Point localization data
┏━━

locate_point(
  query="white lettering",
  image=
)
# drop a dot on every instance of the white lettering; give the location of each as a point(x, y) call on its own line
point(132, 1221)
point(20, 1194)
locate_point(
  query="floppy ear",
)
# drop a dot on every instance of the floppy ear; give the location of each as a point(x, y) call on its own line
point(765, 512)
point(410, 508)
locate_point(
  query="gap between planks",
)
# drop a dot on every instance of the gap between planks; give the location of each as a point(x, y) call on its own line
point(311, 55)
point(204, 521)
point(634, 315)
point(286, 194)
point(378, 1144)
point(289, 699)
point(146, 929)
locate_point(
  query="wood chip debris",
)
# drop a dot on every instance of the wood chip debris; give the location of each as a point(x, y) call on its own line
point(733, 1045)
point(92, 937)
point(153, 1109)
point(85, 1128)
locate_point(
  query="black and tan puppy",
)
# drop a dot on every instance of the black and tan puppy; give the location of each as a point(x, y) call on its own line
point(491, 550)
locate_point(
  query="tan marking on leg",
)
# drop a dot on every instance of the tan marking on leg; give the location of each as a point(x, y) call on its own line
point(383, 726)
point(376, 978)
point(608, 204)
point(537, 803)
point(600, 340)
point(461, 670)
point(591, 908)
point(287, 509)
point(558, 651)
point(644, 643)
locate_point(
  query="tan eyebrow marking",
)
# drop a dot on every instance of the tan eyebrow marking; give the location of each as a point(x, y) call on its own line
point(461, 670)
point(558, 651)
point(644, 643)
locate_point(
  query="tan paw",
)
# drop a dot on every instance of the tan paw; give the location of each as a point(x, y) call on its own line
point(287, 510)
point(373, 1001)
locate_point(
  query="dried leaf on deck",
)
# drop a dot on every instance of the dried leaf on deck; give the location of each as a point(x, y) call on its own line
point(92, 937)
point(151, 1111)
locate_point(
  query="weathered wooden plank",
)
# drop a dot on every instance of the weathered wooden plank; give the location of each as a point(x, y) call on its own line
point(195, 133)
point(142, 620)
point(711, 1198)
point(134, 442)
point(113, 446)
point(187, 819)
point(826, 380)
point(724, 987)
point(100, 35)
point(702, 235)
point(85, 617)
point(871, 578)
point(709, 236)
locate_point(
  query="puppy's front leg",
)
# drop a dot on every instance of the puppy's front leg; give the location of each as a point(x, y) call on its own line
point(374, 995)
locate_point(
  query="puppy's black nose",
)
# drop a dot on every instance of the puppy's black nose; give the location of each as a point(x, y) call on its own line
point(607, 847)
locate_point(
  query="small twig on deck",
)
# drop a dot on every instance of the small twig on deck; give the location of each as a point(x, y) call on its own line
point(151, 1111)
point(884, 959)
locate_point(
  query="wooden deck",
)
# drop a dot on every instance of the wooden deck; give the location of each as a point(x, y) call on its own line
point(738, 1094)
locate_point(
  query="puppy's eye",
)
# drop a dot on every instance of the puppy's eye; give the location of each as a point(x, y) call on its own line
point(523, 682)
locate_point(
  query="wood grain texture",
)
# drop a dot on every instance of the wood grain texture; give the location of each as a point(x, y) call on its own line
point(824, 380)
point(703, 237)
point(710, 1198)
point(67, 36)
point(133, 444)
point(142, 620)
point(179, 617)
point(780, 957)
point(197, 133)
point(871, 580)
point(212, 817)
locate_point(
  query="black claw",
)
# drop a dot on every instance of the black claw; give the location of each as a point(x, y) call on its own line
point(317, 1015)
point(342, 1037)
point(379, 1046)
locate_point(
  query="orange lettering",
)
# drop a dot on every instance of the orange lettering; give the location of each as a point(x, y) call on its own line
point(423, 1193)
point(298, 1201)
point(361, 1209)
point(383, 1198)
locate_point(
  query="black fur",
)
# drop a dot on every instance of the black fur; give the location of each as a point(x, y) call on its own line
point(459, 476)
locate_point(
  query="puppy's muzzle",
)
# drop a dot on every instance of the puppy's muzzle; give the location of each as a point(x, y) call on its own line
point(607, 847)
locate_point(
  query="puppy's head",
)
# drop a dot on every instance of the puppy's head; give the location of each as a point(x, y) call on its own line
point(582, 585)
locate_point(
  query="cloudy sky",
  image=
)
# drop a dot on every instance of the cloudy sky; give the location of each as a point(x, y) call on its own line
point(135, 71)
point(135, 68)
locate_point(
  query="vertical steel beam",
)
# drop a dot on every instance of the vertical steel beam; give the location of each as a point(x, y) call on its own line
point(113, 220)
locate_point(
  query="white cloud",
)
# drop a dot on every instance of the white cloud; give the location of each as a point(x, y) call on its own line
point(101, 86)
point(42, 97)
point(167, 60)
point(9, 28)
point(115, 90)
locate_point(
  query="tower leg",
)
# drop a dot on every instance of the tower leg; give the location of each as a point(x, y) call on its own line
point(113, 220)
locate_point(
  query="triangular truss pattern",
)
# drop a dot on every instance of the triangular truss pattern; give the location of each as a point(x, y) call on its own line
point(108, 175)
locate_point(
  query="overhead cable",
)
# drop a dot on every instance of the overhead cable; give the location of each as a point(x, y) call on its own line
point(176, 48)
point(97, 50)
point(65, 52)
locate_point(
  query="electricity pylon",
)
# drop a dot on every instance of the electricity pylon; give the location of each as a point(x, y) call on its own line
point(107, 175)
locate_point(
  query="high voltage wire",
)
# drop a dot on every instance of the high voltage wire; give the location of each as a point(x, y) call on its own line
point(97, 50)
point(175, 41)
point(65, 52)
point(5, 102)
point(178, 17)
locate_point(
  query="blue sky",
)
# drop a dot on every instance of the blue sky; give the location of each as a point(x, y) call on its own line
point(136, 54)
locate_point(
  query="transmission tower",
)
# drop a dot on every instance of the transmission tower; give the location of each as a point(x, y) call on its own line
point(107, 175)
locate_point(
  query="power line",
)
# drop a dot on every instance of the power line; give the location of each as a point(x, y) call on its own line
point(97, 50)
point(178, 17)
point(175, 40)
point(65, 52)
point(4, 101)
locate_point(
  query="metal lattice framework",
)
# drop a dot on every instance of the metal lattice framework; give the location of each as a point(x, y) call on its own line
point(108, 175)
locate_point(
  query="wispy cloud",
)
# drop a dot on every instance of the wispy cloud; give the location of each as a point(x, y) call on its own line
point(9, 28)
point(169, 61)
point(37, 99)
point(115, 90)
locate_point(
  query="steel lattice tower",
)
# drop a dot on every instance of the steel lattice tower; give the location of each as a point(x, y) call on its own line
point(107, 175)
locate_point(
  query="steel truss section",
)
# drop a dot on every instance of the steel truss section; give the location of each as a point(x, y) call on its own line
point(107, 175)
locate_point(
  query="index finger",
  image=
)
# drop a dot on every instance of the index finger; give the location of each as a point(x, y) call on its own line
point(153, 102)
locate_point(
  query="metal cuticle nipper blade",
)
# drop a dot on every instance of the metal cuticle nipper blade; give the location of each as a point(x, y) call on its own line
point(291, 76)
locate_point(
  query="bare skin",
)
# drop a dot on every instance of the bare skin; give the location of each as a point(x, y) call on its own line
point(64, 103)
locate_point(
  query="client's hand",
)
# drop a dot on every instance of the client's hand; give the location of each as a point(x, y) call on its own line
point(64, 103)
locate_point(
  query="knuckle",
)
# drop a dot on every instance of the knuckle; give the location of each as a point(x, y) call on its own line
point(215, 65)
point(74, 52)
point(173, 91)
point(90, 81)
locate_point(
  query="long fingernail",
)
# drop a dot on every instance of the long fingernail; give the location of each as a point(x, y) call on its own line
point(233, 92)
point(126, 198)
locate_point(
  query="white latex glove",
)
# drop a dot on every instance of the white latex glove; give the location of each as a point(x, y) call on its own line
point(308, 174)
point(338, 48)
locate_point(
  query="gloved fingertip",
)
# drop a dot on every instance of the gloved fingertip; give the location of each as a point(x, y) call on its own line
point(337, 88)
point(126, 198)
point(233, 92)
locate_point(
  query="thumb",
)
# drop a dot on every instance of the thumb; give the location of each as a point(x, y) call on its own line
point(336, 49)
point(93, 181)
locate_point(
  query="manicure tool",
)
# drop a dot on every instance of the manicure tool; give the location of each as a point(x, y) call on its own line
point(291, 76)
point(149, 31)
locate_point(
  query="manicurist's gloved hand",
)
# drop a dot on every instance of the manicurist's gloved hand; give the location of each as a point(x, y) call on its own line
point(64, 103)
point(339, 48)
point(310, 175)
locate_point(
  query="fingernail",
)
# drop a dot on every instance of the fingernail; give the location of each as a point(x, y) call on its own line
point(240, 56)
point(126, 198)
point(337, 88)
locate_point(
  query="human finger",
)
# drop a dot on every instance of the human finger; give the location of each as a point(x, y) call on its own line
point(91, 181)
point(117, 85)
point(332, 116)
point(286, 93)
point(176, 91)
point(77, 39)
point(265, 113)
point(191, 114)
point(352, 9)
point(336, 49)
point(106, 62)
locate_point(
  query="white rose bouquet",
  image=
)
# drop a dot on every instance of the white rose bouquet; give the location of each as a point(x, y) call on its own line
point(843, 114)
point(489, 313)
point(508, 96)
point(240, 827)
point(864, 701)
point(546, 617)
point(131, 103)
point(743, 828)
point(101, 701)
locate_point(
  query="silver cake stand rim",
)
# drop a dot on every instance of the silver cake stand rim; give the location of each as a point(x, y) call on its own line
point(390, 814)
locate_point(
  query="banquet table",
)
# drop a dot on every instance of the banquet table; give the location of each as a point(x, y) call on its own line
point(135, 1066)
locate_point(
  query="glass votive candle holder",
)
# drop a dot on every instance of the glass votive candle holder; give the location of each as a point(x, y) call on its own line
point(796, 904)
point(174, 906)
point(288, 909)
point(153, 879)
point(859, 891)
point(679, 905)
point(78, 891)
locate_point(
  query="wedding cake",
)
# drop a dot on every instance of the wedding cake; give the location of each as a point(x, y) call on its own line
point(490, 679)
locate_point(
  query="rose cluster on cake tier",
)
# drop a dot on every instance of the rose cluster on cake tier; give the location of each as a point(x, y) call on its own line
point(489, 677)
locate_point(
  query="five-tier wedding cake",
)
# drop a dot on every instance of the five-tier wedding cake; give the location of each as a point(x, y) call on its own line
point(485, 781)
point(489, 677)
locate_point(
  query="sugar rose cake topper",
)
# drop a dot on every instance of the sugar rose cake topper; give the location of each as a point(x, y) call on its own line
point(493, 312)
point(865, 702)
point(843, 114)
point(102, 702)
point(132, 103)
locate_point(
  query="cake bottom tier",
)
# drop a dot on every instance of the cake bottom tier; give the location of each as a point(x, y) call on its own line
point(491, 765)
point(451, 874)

┗━━

Only those lines running from the one containing "# drop a dot on every instance of the cake" through the last line of the data above are to be copied, exactly, with both ends included.

__OUTPUT BELOW__
# drop a dot on every instance of the cake bottom tier; give the location of each as a point(x, y) call on its own line
point(491, 765)
point(451, 874)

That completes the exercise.